Extrait à lire:
↓

Ces techniques ont d'abord été utilisées pour étudier les processus du système nerveux central ne produisant pas nécessairement de faits de conscience, comme la réaction justement dite inconsciente du cerveau à un stimulus extérieur simple, tel qu'un son. Mais très vite, elles ont été appliquées à l'étude des processus neurologiques par lesquels un sujet réagit à un stimulus interne ou externe se traduisant par une prise de conscience plus ou moins durable : par exemple un sentiment de peur pouvant survenir dans l'esprit du sujet à la perception d'une scène inquiétante.

Deux grandes approches, comme le rappelle Chalmers, ont été utilisées depuis quelques années pour expliquer comment ces sentiments conscients apparaissent et s'organisent au sein des faisceaux neuronaux. La première est le développement d'une idée proposée par Baars et reprise depuis par les français Changeux, Dehaene et al. Elle fait l'hypothèse que le cerveau génère un « espace de travail conscient commun » lorsqu'il prend conscience de quelque chose. Ce sont des neurones dits associatifs couvrant l'essentiel de l'espace cortical qui se coordonnent à cette occasion. La seconde approche, assez différentes, est dite théorie de l'information intégrée et due à Giulio Tononi. Selon cette hypothèse, la conscience d'un thème émerge lorsque le cerveau recueille un nombre suffisant d'informations sur ce thème. Celles-ci s'organisent sous une forme mathématique.

La conscience phénoménale

Cependant l'imagerie cérébrale et autres techniques d'observation extérieure ne permettent pas de mettre en lumière les mécanismes sans doute plus fondamentaux par lequel un sujet ressent subjectivement les conséquences d'un phénomène dont il a pris conscience – ce que l'on nomme la conscience phénoménale. Autrement dit, comment, selon un terme très utilisé, le sujet ressent subjectivement les qualités ou qualia s'attachant à un phénomène objectif perçu par lui ?

↑

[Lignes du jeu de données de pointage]
↓

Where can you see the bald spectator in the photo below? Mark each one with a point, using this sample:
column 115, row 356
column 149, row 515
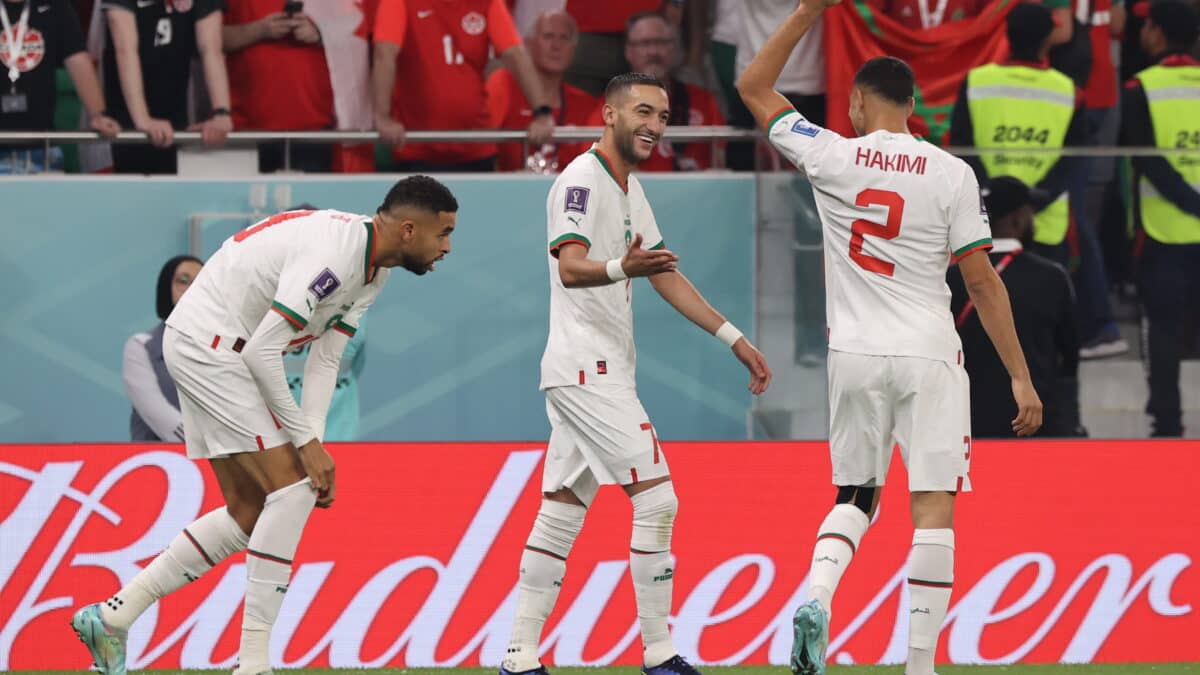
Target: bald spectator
column 652, row 46
column 551, row 42
column 603, row 27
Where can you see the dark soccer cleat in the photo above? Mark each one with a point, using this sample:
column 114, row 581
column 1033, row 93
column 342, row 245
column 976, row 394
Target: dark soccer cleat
column 673, row 665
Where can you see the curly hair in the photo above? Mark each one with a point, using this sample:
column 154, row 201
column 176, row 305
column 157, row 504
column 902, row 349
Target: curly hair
column 423, row 192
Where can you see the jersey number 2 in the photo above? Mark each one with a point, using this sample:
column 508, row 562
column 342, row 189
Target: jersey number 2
column 894, row 203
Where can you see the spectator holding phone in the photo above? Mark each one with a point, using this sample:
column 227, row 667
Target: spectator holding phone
column 276, row 54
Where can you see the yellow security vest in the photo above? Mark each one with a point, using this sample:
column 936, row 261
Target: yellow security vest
column 1014, row 107
column 1174, row 97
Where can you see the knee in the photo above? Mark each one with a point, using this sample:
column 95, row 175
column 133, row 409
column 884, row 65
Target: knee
column 859, row 496
column 556, row 527
column 654, row 513
column 933, row 511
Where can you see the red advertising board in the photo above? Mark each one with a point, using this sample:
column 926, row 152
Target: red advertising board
column 1067, row 551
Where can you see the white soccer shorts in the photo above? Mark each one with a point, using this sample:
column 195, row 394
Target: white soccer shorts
column 922, row 405
column 222, row 410
column 600, row 435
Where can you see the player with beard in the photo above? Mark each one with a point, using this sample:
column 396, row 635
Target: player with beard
column 295, row 278
column 601, row 234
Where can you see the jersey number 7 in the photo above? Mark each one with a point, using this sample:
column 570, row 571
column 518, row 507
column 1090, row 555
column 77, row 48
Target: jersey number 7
column 894, row 203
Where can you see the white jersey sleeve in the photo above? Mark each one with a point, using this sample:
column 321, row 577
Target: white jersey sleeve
column 573, row 210
column 801, row 141
column 970, row 230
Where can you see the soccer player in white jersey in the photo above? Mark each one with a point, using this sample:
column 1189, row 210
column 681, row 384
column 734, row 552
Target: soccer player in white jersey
column 601, row 234
column 295, row 278
column 894, row 211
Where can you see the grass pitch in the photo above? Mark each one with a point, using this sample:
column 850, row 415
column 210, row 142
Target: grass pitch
column 1039, row 669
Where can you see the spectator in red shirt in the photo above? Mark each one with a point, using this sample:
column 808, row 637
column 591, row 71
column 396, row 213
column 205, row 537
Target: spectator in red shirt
column 551, row 41
column 922, row 15
column 652, row 46
column 276, row 57
column 429, row 73
column 603, row 37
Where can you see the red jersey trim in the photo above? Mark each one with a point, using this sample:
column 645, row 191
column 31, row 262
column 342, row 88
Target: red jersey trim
column 369, row 256
column 607, row 166
column 779, row 114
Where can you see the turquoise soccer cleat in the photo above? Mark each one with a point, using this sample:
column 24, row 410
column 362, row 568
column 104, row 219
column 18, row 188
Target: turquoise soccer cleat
column 106, row 644
column 810, row 639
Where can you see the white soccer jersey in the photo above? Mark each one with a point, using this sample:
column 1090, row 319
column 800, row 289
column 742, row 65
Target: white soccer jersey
column 312, row 268
column 592, row 329
column 894, row 211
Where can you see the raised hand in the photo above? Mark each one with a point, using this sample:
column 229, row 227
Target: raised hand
column 1029, row 408
column 642, row 262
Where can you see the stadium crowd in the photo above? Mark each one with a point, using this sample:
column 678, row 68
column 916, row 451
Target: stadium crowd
column 405, row 65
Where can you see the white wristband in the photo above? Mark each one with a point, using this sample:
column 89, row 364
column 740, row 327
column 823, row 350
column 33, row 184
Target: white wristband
column 616, row 273
column 729, row 334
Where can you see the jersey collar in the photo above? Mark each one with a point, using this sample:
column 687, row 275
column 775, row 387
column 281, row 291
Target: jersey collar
column 607, row 166
column 369, row 268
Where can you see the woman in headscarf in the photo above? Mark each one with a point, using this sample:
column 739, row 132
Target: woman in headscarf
column 149, row 386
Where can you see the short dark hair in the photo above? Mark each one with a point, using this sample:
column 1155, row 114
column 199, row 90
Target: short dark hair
column 423, row 192
column 623, row 83
column 1029, row 27
column 634, row 19
column 888, row 77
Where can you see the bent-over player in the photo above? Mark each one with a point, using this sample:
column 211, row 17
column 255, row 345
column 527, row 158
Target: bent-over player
column 292, row 279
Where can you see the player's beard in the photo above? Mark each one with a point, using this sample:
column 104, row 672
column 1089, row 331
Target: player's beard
column 627, row 147
column 414, row 264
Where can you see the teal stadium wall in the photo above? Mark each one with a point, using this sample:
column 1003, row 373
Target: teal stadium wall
column 453, row 356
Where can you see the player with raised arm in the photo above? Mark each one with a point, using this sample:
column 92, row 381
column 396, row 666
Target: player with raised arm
column 894, row 211
column 295, row 278
column 601, row 234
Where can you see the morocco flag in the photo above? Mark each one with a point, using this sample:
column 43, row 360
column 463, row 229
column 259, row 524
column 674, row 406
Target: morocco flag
column 941, row 58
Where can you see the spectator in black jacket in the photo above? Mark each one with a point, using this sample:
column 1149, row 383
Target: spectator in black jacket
column 1043, row 310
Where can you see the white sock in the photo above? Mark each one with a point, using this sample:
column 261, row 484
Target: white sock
column 837, row 542
column 649, row 565
column 543, row 567
column 193, row 551
column 269, row 568
column 930, row 577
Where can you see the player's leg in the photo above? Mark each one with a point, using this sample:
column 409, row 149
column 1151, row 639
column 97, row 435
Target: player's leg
column 930, row 575
column 102, row 627
column 613, row 432
column 289, row 500
column 861, row 448
column 195, row 550
column 933, row 428
column 568, row 489
column 655, row 507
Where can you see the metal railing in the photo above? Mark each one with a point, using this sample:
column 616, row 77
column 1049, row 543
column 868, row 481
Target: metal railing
column 713, row 135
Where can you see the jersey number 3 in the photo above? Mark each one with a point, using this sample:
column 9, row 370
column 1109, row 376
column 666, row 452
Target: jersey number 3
column 894, row 203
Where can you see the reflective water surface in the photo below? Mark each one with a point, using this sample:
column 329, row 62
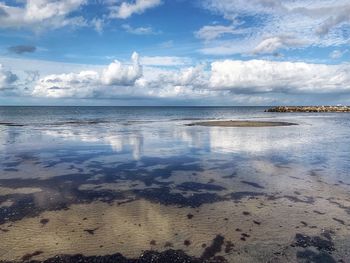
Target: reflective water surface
column 104, row 180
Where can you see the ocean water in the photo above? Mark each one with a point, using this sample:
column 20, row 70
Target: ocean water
column 103, row 180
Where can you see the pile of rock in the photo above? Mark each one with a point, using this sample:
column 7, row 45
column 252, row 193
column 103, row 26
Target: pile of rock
column 309, row 109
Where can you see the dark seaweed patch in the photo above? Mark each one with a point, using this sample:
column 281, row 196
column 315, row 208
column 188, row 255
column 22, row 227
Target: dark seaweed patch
column 169, row 256
column 44, row 221
column 27, row 257
column 339, row 220
column 91, row 231
column 237, row 196
column 312, row 256
column 256, row 185
column 316, row 241
column 163, row 196
column 214, row 248
column 193, row 186
column 229, row 247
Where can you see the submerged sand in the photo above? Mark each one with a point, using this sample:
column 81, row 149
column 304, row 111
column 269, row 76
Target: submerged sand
column 242, row 123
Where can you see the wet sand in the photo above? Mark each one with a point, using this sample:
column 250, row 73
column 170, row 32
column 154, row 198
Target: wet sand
column 241, row 123
column 238, row 218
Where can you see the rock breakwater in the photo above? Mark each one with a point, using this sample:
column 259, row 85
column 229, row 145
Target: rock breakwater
column 309, row 109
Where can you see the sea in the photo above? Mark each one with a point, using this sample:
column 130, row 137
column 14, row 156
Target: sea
column 132, row 183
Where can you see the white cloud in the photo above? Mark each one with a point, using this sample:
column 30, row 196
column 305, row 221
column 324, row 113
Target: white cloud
column 242, row 82
column 305, row 22
column 39, row 14
column 89, row 83
column 139, row 30
column 165, row 61
column 118, row 74
column 336, row 54
column 216, row 31
column 256, row 76
column 7, row 78
column 126, row 9
column 79, row 85
column 272, row 44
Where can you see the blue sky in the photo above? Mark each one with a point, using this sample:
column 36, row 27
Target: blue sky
column 174, row 52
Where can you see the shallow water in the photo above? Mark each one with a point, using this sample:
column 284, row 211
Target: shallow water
column 106, row 180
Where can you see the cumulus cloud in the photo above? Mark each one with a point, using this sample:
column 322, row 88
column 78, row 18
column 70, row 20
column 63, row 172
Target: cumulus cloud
column 165, row 61
column 119, row 74
column 139, row 30
column 7, row 78
column 89, row 83
column 20, row 49
column 80, row 85
column 126, row 9
column 309, row 22
column 245, row 82
column 38, row 14
column 336, row 54
column 256, row 76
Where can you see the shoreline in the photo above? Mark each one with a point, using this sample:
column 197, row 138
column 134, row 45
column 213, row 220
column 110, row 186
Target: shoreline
column 242, row 124
column 309, row 109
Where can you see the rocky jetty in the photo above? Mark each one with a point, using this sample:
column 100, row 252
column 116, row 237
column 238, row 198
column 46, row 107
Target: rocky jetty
column 309, row 109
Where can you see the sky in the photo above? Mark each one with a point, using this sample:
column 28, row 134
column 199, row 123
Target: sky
column 174, row 52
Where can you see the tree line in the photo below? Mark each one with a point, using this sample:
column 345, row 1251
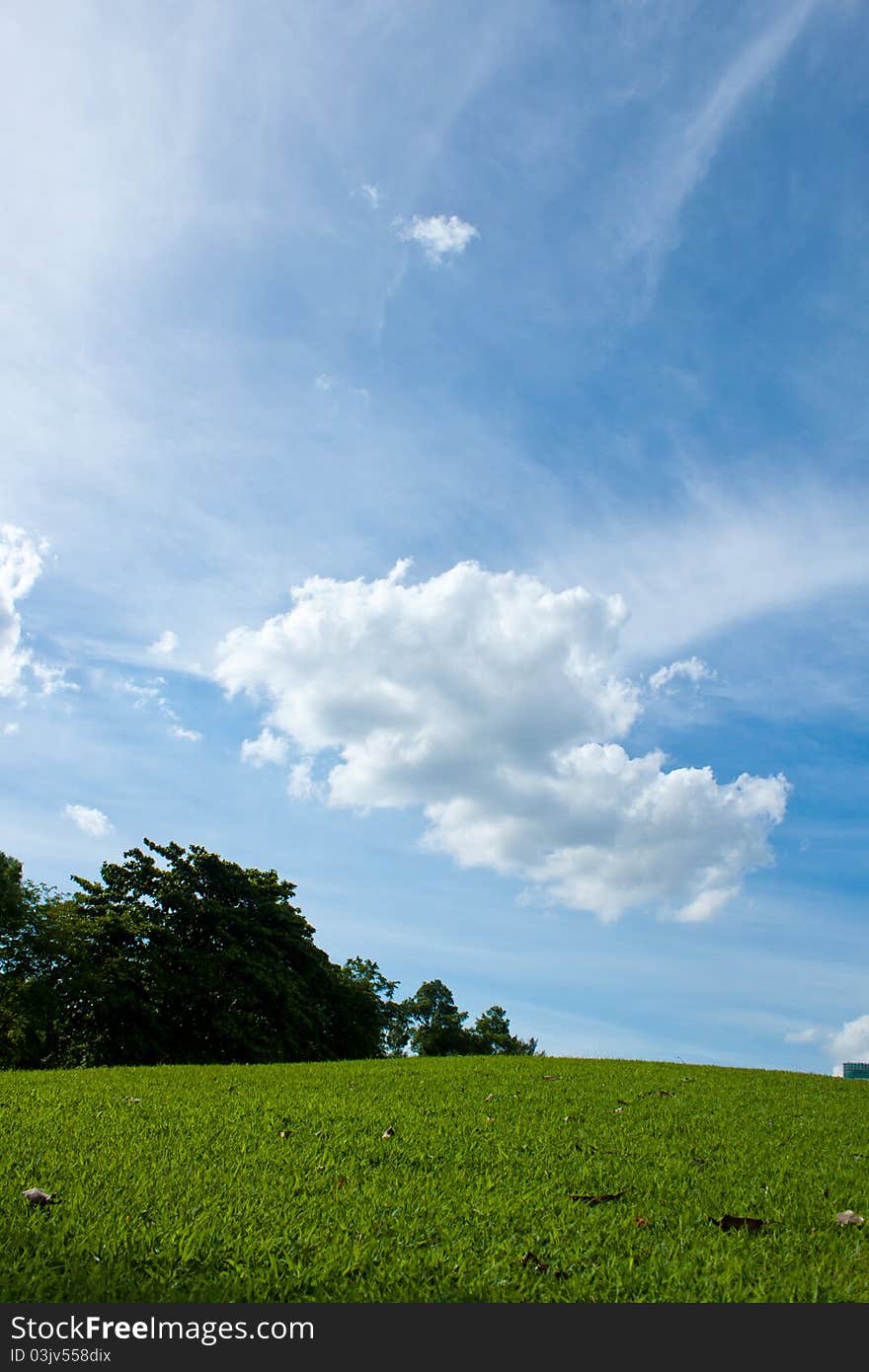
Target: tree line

↑

Consignes:
1. D'après l'extrait, à qui doit-on la théorie de l'information intégrée ?
2. Recopiez fidèlement les lignes de données, en partant de celle qui contient « Where can you see the spectator in red » et en vous arrêtant après celle qui contient « column 603, row 37 ».
L'extrait et les lignes de données n'ont aucun lien entre eux.

Résultats:
1. À Giulio Tononi.

2.
Where can you see the spectator in red shirt in the photo above? Mark each one with a point, using this sample:
column 808, row 637
column 591, row 71
column 396, row 213
column 205, row 537
Target: spectator in red shirt
column 551, row 41
column 922, row 15
column 652, row 46
column 276, row 57
column 429, row 73
column 603, row 37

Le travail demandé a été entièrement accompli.